» **Text**
Start of Block
The government is no longer the main source of health IT innovation, Farzad Mostashari, M.D., the national coordinator for health information technology, told the Boston Globe earlier this week.
But it can--and should--play a supportive role, he told the Globe before delivering a speech at the Health 2.0 conference in Boston this week.
"The investments in research and development that are going on in the consumer technology space are now dwarfing the investment and innovation that are happening in, say, the military," he said.
In the article, he talks about five ways the government can encourage innovation in healthcare. Among them:
- Lend support to old-fashioned research and development. Mostashari pointed to the Smart Project at Children's Hospital Boston, which aims to make it easier to transfer data between different medical apps and programs, as an example. Funding such research is a basic province of government, he said.
- Provide data--and more data. The government's awash in data; it's just a matter of making better use of it. President Obama's $200 million Big Data initiative is just one example.
- Promote competition. The Office of the National Coordinator supports developer challenges or projects, the latest of which is creating technology to integrate ophthalmologists' imaging tools and databases with an electronic health record. And the Defense Advanced Research Projects Agency just sent out a call for developers to create a portable dialysis tool to remove toxic substances from the blood of soldiers in combat, Nextgov.com reports.
Mostashari concedes that for the government to be successful, much depends on establishing workable standards and rules, which is a messy process, as FierceHealthIT has reported. "There's still a lot of work to be done," Mostashari said (in what can only be described as an understatement).
End of Block
» **Tasks for this exercise**
1. In the article on health IT innovation, switch "innovation" to "invention" and give the passage again from "But it can--and" up to and including "government, he said.".
2. Summarize the article on health IT innovation in two sentences.

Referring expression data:
Start of Block
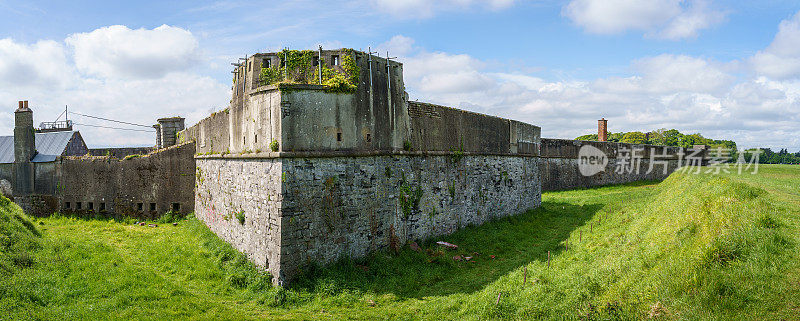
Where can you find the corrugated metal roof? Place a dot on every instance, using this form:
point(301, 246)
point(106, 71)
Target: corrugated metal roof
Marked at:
point(48, 145)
End of Block
» **Answers to each task**
1.
But it can--and should--play a supportive role, he told the Globe before delivering a speech at the Health 2.0 conference in Boston this week.
"The investments in research and development that are going on in the consumer technology space are now dwarfing the investment and invention that are happening in, say, the military," he said.
In the article, he talks about five ways the government can encourage invention in healthcare. Among them:
- Lend support to old-fashioned research and development. Mostashari pointed to the Smart Project at Children's Hospital Boston, which aims to make it easier to transfer data between different medical apps and programs, as an example. Funding such research is a basic province of government, he said.

2. Farzad Mostashari, the national coordinator for health information technology, told the Boston Globe that the government is no longer the main source of health IT innovation but can and should play a supportive role. He described ways the government can encourage innovation in healthcare, including supporting research and development, providing data, and promoting competition, while conceding that success depends on establishing workable standards and rules.